Dictionnaire chinois paï-wen-yun-fou (le). Les missionnaires de Pékin, dans leurs mémoires concernant les Chinois, ont signalé ce précieux monument de linguistique, et cependant les sinologues européens semblent presque en ignorer l’existence. Cet oubli tient d’abord à la difficulté qu’éprouveraient à étudier ce dictionnaire, à juste titre nommé le Robert Estienne chinois, les personnes qui ne sont pas profondément versées dans la langue et la littérature de ce peuple ; ensuite à la rareté de cet ouvrage, qui fut imprimé aux frais de l’État et distribué gratis à quelques savants, sans entrer dans le domaine de la librairie.

Toutefois, à une époque d’études philologiques et historiques comme la nôtre, au moment où la civilisation européenne tend à se mettre en contact avec celle de ce peuple jusqu’ici presque inconnu, il n’est pas sans intérêt d’étudier ce vaste répertoire de ses connaissances. Dans cet ouvrage, en effet, on trouve non-seulement la langue et l’écriture des Chinois, mais encore leur histoire, la description de leur pays, leurs mœurs, leurs croyances philosophiques et religieuses, leurs sciences, leurs arts, leur industrie ; en un mot, tout ce qui les concerne dans l’ordre physique et moral.

* ENTRÉES FOURNIES:
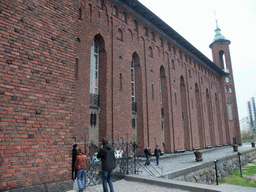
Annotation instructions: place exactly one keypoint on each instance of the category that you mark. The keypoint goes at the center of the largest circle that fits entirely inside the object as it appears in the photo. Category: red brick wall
(43, 106)
(117, 113)
(37, 57)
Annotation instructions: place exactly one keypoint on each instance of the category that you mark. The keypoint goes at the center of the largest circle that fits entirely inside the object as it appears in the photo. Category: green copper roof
(218, 35)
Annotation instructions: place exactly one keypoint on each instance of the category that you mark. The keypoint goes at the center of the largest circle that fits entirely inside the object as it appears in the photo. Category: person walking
(107, 157)
(147, 153)
(80, 167)
(157, 154)
(74, 154)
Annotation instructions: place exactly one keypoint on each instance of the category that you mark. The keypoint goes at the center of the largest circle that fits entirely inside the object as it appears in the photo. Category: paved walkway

* CONSIGNES DE TRAVAIL:
[1] Résumez le texte proposé en deux phrases.
[2] Restituez sous forme de tableau Markdown toutes les lignes des entrées, avec une colonne « Numéro » et une colonne « Ligne d'entrée ». Omettez les lignes vides et les images.
Le texte proposé et les entrées n'ont aucun lien entre eux.

* CORRIGÉS:
[1] Le dictionnaire chinois Paï-wen-yun-fou, signalé par les missionnaires de Pékin, reste presque ignoré des sinologues européens, car il est difficile à étudier sans une connaissance approfondie de la langue et de la littérature chinoises et il est rare, ayant été imprimé aux frais de l'État et distribué gratuitement à quelques savants. Son étude présente pourtant de l'intérêt à une époque d'études philologiques et historiques où la civilisation européenne se rapproche de celle de la Chine, puisqu'il renferme non seulement la langue et l'écriture des Chinois, mais aussi leur histoire, la description de leur pays, leurs mœurs, leurs croyances, leurs sciences, leurs arts et leur industrie.

[2]
| Numéro | Ligne d'entrée |
|---|---|
| 1 | Annotation instructions: place exactly one keypoint on each instance of the category that you mark. The keypoint goes at the center of the largest circle that fits entirely inside the object as it appears in the photo. Category: red brick wall |
| 2 | (43, 106) |
| 3 | (117, 113) |
| 4 | (37, 57) |
| 5 | Annotation instructions: place exactly one keypoint on each instance of the category that you mark. The keypoint goes at the center of the largest circle that fits entirely inside the object as it appears in the photo. Category: green copper roof |
| 6 | (218, 35) |
| 7 | Annotation instructions: place exactly one keypoint on each instance of the category that you mark. The keypoint goes at the center of the largest circle that fits entirely inside the object as it appears in the photo. Category: person walking |
| 8 | (107, 157) |
| 9 | (147, 153) |
| 10 | (80, 167) |
| 11 | (157, 154) |
| 12 | (74, 154) |
| 13 | Annotation instructions: place exactly one keypoint on each instance of the category that you mark. The keypoint goes at the center of the largest circle that fits entirely inside the object as it appears in the photo. Category: paved walkway |